* Start SUPPLIED DATA *

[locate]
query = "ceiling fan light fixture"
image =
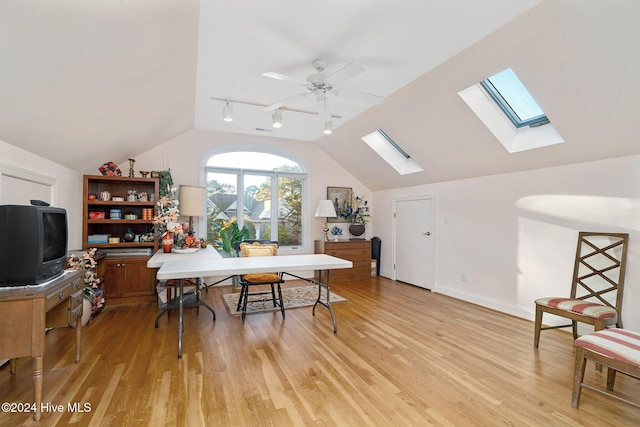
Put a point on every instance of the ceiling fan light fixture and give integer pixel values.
(277, 119)
(328, 127)
(227, 112)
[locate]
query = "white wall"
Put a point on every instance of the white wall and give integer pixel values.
(187, 154)
(514, 235)
(67, 186)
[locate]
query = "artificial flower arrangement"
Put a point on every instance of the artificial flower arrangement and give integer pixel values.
(357, 212)
(167, 219)
(90, 278)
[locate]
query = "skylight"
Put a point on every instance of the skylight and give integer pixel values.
(509, 93)
(509, 111)
(391, 152)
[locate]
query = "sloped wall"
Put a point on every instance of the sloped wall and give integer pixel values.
(514, 235)
(66, 185)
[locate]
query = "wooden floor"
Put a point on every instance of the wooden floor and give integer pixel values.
(403, 356)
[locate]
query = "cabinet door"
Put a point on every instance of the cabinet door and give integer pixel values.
(138, 279)
(112, 286)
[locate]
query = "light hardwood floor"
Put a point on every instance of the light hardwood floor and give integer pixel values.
(403, 356)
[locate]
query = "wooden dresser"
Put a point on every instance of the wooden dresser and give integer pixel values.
(356, 251)
(26, 312)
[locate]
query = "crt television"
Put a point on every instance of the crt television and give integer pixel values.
(33, 244)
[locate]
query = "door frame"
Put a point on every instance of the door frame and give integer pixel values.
(394, 236)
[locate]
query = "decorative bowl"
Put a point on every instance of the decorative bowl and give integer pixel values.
(185, 250)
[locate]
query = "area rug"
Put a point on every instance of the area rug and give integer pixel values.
(302, 296)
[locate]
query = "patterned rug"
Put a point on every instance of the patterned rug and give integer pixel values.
(303, 296)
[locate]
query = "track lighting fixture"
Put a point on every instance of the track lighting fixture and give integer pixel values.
(227, 112)
(277, 119)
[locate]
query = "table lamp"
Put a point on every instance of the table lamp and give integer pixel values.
(325, 209)
(191, 201)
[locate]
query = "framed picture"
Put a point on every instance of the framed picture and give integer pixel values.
(341, 198)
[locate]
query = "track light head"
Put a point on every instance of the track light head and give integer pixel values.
(277, 119)
(227, 112)
(328, 127)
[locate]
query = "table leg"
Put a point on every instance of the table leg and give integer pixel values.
(78, 337)
(37, 385)
(326, 304)
(180, 317)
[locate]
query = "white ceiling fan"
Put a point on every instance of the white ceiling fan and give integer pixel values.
(321, 84)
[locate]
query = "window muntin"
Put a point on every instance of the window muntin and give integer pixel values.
(514, 99)
(264, 178)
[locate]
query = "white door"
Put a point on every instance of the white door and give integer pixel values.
(413, 241)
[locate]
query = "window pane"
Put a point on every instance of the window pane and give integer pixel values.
(271, 209)
(516, 95)
(514, 99)
(257, 206)
(222, 203)
(290, 211)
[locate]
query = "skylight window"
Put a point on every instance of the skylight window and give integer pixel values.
(507, 109)
(391, 152)
(509, 93)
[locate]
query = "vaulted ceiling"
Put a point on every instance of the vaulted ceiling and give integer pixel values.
(85, 81)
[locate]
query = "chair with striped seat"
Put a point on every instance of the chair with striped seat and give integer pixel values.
(596, 288)
(617, 349)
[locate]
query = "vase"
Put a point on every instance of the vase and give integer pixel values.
(356, 229)
(87, 307)
(167, 242)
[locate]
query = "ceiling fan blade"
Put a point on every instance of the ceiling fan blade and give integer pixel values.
(285, 102)
(345, 73)
(323, 109)
(359, 96)
(284, 78)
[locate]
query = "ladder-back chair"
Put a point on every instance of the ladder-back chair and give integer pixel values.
(596, 288)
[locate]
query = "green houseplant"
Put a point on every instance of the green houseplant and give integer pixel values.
(234, 234)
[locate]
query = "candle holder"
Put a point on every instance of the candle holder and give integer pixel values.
(131, 172)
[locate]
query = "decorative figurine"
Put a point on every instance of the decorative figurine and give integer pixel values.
(131, 172)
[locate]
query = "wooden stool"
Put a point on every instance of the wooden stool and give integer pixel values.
(617, 349)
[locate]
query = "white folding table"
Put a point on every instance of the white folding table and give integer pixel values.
(187, 267)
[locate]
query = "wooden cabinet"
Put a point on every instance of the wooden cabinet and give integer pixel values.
(129, 277)
(126, 276)
(105, 223)
(356, 251)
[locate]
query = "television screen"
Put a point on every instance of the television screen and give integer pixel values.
(55, 246)
(33, 244)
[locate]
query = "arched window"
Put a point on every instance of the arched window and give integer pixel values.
(270, 200)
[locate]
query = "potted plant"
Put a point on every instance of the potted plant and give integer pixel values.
(356, 214)
(229, 237)
(92, 292)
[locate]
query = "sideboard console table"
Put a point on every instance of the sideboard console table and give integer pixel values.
(356, 251)
(26, 312)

* End SUPPLIED DATA *

DIRECTIONS FOR THIS TASK
Report how many lines in the entries above contain the word "potted", giving only the number.

REPLY
2